Reproduce all of the records below, replacing "Would you be able to point to" with "Could you indicate" wherever it occurs and keeping everything else unchanged. Omit the pictures from your answer.
########
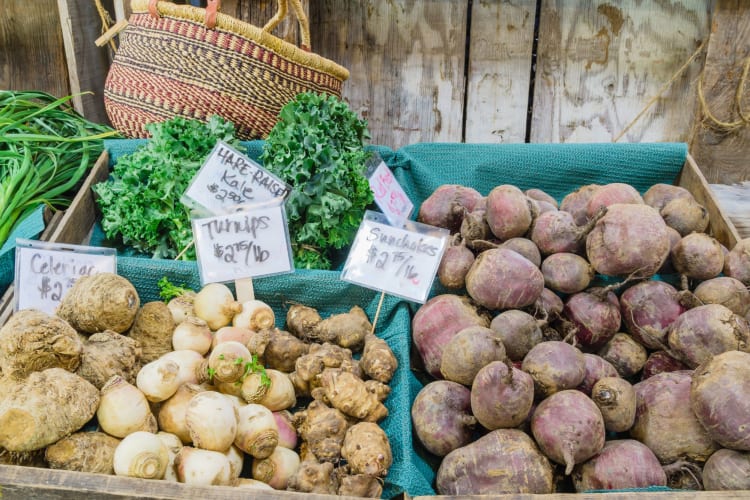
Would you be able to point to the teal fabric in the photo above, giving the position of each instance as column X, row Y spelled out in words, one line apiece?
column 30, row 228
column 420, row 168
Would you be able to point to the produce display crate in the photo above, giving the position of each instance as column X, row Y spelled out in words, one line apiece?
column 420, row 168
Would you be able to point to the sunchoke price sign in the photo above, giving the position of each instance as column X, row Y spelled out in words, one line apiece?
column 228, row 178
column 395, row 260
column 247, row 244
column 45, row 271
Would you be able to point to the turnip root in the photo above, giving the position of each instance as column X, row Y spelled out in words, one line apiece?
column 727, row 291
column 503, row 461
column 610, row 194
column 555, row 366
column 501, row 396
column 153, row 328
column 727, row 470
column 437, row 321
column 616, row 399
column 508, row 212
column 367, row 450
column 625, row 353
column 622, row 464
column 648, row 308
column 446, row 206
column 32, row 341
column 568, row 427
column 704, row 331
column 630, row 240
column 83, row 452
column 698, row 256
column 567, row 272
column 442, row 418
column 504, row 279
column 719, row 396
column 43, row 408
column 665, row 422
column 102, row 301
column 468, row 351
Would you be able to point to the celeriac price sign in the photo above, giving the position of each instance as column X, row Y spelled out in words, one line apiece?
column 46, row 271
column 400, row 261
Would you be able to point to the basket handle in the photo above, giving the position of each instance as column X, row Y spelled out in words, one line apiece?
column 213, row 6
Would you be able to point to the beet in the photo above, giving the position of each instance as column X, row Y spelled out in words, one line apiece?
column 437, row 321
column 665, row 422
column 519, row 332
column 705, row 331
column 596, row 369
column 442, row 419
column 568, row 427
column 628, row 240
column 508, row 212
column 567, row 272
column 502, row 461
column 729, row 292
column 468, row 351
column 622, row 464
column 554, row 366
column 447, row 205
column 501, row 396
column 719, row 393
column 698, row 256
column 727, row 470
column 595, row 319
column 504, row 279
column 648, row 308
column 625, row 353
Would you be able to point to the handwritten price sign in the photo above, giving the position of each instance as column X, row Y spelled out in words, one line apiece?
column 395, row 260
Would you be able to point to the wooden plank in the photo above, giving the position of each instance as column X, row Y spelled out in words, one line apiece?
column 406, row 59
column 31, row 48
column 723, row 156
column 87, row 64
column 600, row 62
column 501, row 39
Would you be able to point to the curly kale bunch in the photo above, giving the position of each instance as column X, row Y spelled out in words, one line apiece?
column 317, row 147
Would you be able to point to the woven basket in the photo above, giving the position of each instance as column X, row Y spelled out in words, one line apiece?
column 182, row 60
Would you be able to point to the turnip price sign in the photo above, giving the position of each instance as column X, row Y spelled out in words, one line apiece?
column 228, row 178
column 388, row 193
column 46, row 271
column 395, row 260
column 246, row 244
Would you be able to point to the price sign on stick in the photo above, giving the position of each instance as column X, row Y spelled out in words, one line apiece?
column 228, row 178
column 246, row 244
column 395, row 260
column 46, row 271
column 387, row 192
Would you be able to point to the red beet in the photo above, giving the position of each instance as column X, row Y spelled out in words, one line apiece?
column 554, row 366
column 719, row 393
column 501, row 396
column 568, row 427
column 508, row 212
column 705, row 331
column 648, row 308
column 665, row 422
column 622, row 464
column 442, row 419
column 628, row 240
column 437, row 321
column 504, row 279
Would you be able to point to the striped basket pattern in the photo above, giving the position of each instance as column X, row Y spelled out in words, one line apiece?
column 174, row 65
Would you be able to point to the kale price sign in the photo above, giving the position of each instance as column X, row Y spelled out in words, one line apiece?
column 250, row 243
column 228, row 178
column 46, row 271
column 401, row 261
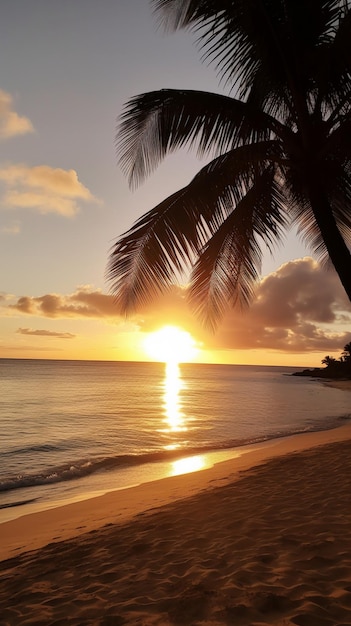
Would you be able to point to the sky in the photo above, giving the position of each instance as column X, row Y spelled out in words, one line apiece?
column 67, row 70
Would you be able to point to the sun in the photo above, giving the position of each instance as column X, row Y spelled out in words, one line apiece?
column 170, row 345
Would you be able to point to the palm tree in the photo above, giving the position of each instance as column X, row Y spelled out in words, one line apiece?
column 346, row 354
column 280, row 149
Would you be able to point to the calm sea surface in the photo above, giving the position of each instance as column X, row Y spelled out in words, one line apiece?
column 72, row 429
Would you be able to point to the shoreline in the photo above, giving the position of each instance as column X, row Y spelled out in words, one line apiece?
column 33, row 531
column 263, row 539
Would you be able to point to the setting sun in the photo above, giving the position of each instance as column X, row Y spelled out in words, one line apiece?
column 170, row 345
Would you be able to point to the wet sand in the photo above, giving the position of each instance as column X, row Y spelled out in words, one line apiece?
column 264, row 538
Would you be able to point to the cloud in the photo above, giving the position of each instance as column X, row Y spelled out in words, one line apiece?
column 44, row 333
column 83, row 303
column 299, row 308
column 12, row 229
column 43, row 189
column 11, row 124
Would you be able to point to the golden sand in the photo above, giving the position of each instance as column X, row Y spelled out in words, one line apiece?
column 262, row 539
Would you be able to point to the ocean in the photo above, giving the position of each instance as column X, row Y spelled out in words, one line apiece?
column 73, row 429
########
■ **Answer below**
Could you indicate the teal fabric in the photo above, giving the position of each instance as column X, row Y spelled out in words, one line apiece?
column 30, row 228
column 420, row 168
Could you indicate the produce display crate in the photo above, giving the position of each instance as column X, row Y spelled out in words, one line apiece?
column 420, row 168
Could you indicate the sunchoke price sign in the photo above, giving the position of each instance as column X, row Y spelled out in words, one line apiece?
column 228, row 178
column 395, row 260
column 247, row 244
column 45, row 271
Could you indicate the turnip root in the photo above, giving the position of each instance as column X, row Y spelled out in words, one line apiece?
column 727, row 291
column 503, row 461
column 610, row 194
column 555, row 366
column 501, row 396
column 153, row 328
column 727, row 470
column 437, row 321
column 616, row 399
column 508, row 212
column 367, row 450
column 625, row 353
column 622, row 464
column 648, row 308
column 446, row 206
column 32, row 341
column 568, row 427
column 704, row 331
column 630, row 240
column 83, row 452
column 698, row 256
column 567, row 272
column 442, row 418
column 504, row 279
column 719, row 396
column 43, row 408
column 665, row 422
column 102, row 301
column 468, row 351
Could you indicate the celeriac price sign in the photo above, giving the position of each instance as column X, row Y spelled out in words, one line apiece?
column 46, row 271
column 400, row 261
Could you indicate the basket handle in the photo above, giving the position of each instance as column X, row Y spelled out in words, one line apiece?
column 213, row 6
Could you indicate the beet in the photo above, giving the position of each instance as column X, row Y spelled out in words, one line apiece?
column 437, row 321
column 665, row 422
column 519, row 332
column 705, row 331
column 596, row 369
column 442, row 419
column 568, row 427
column 628, row 240
column 508, row 212
column 567, row 272
column 502, row 461
column 729, row 292
column 468, row 351
column 622, row 464
column 554, row 366
column 447, row 205
column 501, row 396
column 719, row 393
column 698, row 256
column 727, row 470
column 595, row 319
column 504, row 279
column 648, row 308
column 625, row 353
Could you indicate the handwritten price sign in the photo above, giving the position of each instance as column X, row Y spelled out in words, one line apiece?
column 395, row 260
Could you indicate the wooden plank in the photo above, giving the position of each instance as column X, row Y spelled out in words, one line apiece?
column 406, row 59
column 31, row 48
column 723, row 156
column 87, row 64
column 600, row 62
column 501, row 39
Could you indicate the curly kale bunch in the photo above, giving the position of each instance as column X, row Y spelled out in words, one line apiece?
column 317, row 147
Could you indicate the woven basket in the photo above, giving the position of each instance as column X, row Y spelled out in words, one line apiece?
column 182, row 60
Could you indicate the turnip price sign in the photo above, giving the position of each instance as column X, row Y spelled out in words, one line apiece?
column 228, row 178
column 388, row 193
column 46, row 271
column 395, row 260
column 246, row 244
Could you indicate the price sign on stick in the photo above, giving the position of each instance as column X, row Y spelled out in words, one line apiece?
column 228, row 178
column 246, row 244
column 395, row 260
column 46, row 271
column 387, row 192
Could you indicate the red beet in the photo above, giving the position of each instance as column X, row Y spelled out in words, one line apiece?
column 554, row 366
column 719, row 393
column 501, row 396
column 568, row 427
column 508, row 212
column 705, row 331
column 648, row 308
column 665, row 422
column 622, row 464
column 442, row 419
column 628, row 240
column 437, row 321
column 504, row 279
Could you indicate the striped basket pattern in the photo above, giving the position of each instance as column X, row Y spelled out in words, one line apiece?
column 174, row 65
Could you indicate the kale price sign in the photo above, giving the position of each instance as column X, row Y spelled out in words, one line apiece?
column 250, row 243
column 228, row 178
column 46, row 271
column 401, row 261
Could you indicate the sky in the photo above, giving the position of each instance as column X, row Y spelled out in words, one line apiece?
column 67, row 70
Could you indicate the sun in the photo above, giving the position of each instance as column X, row Y spelled out in words, one line apiece?
column 170, row 345
Could you indicate the palm tree in the photo above, giving the position of each instance as column X, row Y spelled out in words, one line apiece?
column 346, row 354
column 280, row 149
Could you indicate the calm sea surface in the photo above, giving the position of each instance as column X, row Y spelled out in words, one line apiece?
column 72, row 429
Could you indicate the shoreline in the photo above, giving the position of each instance as column X, row Y spelled out in words, one line apiece?
column 33, row 531
column 263, row 539
Could you indicate the setting sun in the photo above, giving the position of each instance as column X, row Y spelled out in words, one line apiece?
column 170, row 345
Could you indicate the wet sand in the photo above, giving the position of each instance as column X, row Y spelled out in words, one line apiece?
column 264, row 538
Could you indicate the cloud in the photo above, giving the position of each instance as column X, row Y spelled out in words, one line apiece?
column 44, row 333
column 83, row 303
column 299, row 308
column 12, row 229
column 43, row 189
column 11, row 124
Could you indicate the golden sand in the photo above, giving the position of each instance as column X, row Y spelled out in words, one line apiece?
column 262, row 539
Could you indicate the ocean in the photo above, giving the position of each instance as column X, row Y spelled out in words, one line apiece?
column 73, row 429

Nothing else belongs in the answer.